======== Избранный фрагмент

Стратегия исследования — «удивление»

В процессе нашего «челночного» исследования мы обнаруживаем в ста­ром «новом» поле неожиданные исследовательские темы, выслушиваем но­вые или по-новому рассказанные истории, наблюдаем незамеченные прежде сцены повседневной жизни сельчан. Просто выходя на улицу, мы получа­ем поток информации о деревенской повседневности. «Свежий» городской взгляд помогает нам выделять важные аспекты, определяющие жизнь в де­ревне. Что-то удивляет нас, кажется нам необычным. Случается, что ка­кой-то незначительный момент, привлекший наше внимание, превращает­ся в тему для исследования.

Поэтапное проникновение в поле, процесс изучения «карты» семей­ных связей и отношений местных жителей прослеживается в наших поле­вых дневниках. В записях первых поездок прочитывается наше смятение от сложного переплетения родственных и соседских связей; «безадресной», непривычной для нас, горожан, пространственной ориентации жителей села. Например, одна из местных жительниц, у которой мы спросили, на ка­кой из шести деревенских улиц живет интересующий нас человек, ответит ла нам указующим жестом и сопроводила его характерным комментарием: «На тоей». В деревне существует нумерация домов и названия улиц. Однако практика показывает, что местные жители часто обходятся без них, персо­нифицируя схему расселения и ориентируясь, скорее, на имена, чем на тра­диционные для горожан адреса.

================
======== Выдержки из записей

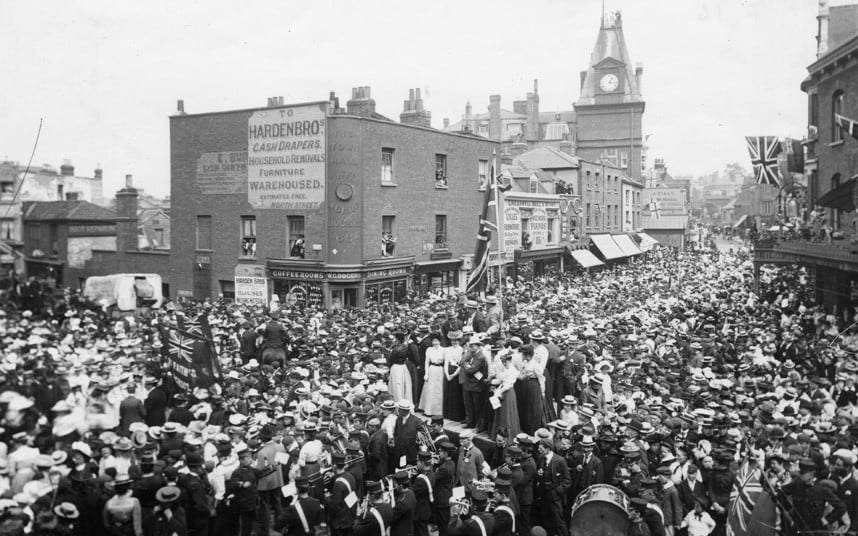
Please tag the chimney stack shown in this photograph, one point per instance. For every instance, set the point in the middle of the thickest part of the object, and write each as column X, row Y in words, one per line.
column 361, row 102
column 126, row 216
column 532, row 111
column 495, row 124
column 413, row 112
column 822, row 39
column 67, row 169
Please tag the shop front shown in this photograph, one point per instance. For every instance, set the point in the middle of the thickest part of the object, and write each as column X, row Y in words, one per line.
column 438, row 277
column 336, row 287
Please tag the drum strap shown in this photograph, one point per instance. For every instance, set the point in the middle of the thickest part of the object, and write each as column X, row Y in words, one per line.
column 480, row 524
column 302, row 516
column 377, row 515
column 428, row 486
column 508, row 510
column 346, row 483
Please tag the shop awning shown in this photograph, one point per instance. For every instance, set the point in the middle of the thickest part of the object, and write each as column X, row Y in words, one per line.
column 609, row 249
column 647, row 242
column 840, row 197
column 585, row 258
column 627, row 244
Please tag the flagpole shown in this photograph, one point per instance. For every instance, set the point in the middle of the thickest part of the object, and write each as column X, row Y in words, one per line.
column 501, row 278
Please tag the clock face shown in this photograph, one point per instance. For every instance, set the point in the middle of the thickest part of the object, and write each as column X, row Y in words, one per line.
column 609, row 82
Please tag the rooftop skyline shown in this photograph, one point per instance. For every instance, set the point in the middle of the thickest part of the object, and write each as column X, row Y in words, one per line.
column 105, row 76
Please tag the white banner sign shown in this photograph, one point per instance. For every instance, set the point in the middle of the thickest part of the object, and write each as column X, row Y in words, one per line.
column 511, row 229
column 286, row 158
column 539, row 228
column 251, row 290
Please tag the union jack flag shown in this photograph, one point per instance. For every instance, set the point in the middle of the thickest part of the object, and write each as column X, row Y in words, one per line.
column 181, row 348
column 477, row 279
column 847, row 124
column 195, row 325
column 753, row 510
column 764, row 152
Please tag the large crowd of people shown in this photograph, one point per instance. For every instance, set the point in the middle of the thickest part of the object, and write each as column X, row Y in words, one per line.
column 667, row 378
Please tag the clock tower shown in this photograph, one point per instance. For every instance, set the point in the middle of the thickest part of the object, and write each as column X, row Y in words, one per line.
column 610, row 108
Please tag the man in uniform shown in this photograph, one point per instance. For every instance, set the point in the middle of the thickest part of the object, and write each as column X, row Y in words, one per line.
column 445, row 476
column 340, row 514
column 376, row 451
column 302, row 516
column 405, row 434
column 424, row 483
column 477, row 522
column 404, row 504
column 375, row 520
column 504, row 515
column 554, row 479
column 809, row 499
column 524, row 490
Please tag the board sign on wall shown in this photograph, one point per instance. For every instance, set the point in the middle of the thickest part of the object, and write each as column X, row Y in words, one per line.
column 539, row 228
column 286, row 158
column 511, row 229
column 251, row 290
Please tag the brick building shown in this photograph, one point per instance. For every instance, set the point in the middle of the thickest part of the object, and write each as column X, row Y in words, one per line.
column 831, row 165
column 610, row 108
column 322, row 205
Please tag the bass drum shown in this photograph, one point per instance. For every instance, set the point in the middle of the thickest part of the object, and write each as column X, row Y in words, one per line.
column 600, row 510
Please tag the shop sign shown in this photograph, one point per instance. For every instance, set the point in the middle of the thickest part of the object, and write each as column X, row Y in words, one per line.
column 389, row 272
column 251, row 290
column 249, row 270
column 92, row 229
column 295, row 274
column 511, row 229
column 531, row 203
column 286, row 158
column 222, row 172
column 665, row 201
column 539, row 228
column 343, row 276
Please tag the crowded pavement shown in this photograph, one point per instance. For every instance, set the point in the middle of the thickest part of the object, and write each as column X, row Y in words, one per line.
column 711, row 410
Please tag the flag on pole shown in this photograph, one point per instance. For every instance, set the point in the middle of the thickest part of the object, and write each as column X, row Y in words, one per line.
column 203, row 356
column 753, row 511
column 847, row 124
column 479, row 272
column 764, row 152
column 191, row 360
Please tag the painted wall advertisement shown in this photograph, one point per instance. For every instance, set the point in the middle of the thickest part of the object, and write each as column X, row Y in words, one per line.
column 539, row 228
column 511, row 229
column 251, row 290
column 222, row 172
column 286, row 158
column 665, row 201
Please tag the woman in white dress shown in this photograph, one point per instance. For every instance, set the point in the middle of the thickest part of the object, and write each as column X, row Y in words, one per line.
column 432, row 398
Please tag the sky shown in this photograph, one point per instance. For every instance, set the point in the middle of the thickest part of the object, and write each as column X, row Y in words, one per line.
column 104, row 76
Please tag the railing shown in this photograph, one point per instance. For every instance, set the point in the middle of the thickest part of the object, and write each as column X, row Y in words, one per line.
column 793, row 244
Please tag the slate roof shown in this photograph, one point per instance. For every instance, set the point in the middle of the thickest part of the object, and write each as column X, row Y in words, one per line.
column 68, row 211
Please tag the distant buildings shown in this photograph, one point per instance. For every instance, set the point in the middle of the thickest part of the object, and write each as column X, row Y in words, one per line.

================

Задания:
a – Определите, согласуются ли с фрагментом о полевом исследовании в деревне утверждения (i) «В деревне нет нумерации домов», (ii) «В деревне шесть улиц», (iii) «Городской взгляд помогает выделять важные аспекты деревенской жизни». Для каждого ответьте «да» или «нет» и приведите дословно решающие слова фрагмента.
b – Перечислите всё, что, согласно фрагменту о полевом исследовании в деревне, исследователи обнаруживают, выслушивают или наблюдают в поле в ходе «челночного» исследования.
c – Ответьте по фрагменту о полевом исследовании в деревне на вопросы:
(i) Что прослеживается в полевых дневниках исследователей?
(ii) На что, скорее, ориентируются местные жители вместо привычных горожанам адресов?
(iii) Каким комментарием сопроводила свой жест местная жительница?

Ответы к упражнению:
a –
(i) Нет: «В деревне существует нумерация домов и названия улиц».
(ii) Да: «шести деревенских улиц живет интересующий нас человек».
(iii) Да: «„Свежий“ городской взгляд помогает нам выделять важные аспекты».

b – Неожиданные исследовательские темы; новые или по-новому рассказанные истории; незамеченные прежде сцены повседневной жизни сельчан.

c –
(i) Поэтапное проникновение в поле и процесс изучения «карты» семейных связей и отношений местных жителей.
(ii) На имена.
(iii) «На тоей».